==== DATA EXTRACT ====

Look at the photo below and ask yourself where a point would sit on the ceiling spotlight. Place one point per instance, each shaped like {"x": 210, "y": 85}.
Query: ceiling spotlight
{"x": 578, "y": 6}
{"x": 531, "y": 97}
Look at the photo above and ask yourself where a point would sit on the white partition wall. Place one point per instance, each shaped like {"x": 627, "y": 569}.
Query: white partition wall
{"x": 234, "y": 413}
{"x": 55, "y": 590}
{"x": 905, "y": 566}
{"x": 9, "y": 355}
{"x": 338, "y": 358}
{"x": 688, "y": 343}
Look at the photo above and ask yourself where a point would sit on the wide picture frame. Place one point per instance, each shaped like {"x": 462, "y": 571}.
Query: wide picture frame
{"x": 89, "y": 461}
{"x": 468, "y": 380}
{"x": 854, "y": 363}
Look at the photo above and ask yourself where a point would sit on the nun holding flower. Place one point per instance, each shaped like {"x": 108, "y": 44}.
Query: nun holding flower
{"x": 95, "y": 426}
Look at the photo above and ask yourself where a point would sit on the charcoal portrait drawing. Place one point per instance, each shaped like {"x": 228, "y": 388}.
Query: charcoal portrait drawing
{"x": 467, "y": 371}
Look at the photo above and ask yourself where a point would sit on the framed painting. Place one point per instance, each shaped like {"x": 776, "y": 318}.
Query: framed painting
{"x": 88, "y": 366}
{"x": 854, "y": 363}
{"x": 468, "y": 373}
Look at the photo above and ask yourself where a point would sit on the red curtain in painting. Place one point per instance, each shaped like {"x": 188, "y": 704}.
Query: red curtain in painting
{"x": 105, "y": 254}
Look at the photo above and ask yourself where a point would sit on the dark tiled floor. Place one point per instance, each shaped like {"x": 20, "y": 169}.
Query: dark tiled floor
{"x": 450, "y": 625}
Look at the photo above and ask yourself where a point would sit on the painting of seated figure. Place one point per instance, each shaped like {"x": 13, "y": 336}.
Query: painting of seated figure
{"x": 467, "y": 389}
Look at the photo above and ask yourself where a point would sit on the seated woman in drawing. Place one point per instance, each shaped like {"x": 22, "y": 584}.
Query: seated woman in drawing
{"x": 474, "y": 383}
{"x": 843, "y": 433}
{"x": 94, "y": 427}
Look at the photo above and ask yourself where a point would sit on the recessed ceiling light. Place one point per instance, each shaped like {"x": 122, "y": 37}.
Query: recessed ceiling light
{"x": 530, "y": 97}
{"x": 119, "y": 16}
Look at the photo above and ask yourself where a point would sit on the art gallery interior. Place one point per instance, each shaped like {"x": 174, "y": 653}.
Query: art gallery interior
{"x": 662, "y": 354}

====

### EXERCISE INSTRUCTIONS
Word for word, repeat each line of the listing.

### EXPECTED ANSWER
Look at the photo below and ask yourself where a point would sit on the ceiling spotlight. Place one point per instance, each shaped like {"x": 210, "y": 85}.
Query: ceiling spotlight
{"x": 578, "y": 6}
{"x": 531, "y": 97}
Look at the photo above and ask yourself where a point would sit on the white partition wall. Place one point per instance, each shaped like {"x": 627, "y": 569}.
Query: white partition wall
{"x": 234, "y": 413}
{"x": 55, "y": 590}
{"x": 905, "y": 566}
{"x": 9, "y": 355}
{"x": 338, "y": 358}
{"x": 688, "y": 343}
Look at the photo above and ask yourself where a point would sit on the wide picture frame. Place one point per instance, each shaped like {"x": 462, "y": 571}.
Query: wide picture frame
{"x": 89, "y": 461}
{"x": 468, "y": 380}
{"x": 854, "y": 363}
Look at the photo above and ask yourself where a point would sit on the nun holding flower. Place one point per instance, each shaped like {"x": 108, "y": 44}.
Query: nun holding flower
{"x": 95, "y": 426}
Look at the photo above and ask yourself where a point would sit on the charcoal portrait drawing. Place one point per instance, each shaped like {"x": 228, "y": 388}.
Query: charcoal portrait drawing
{"x": 467, "y": 371}
Look at the photo above and ask yourself where a point would sit on the framed painting. Place one point per instance, each shaped like {"x": 776, "y": 318}.
Query: framed painting
{"x": 88, "y": 366}
{"x": 854, "y": 363}
{"x": 468, "y": 373}
Look at the photo above and ask yourself where a point would sit on the red curtain in painting. Place one point per instance, each shaped like {"x": 188, "y": 704}.
Query: red curtain in painting
{"x": 105, "y": 254}
Look at the photo above and ask yourself where a point would sit on the dark tiled floor. Place one point per instance, each shaped like {"x": 20, "y": 169}.
Query: dark tiled floor
{"x": 450, "y": 625}
Look at the photo above and ask yourself where a point would sit on the painting of seated figure. Place one point per instance, each shaped like {"x": 13, "y": 336}.
Query: painting of seated figure
{"x": 467, "y": 389}
Look at the photo above and ask yourself where a point would sit on the seated woman in drawing. Place one point per instance, each shaped like {"x": 22, "y": 584}.
Query: seated woman in drawing
{"x": 474, "y": 383}
{"x": 843, "y": 433}
{"x": 94, "y": 427}
Look at the photo above and ask yourself where a point would sit on the recessed ceiling light. Place one point per instance, each shaped like {"x": 122, "y": 37}.
Query: recessed ceiling light
{"x": 530, "y": 97}
{"x": 119, "y": 16}
Look at the photo above and ask yourself where a point would sit on the art gallery interior. Place one point per instance, each shaped like {"x": 174, "y": 653}.
Query: art gallery interior
{"x": 662, "y": 354}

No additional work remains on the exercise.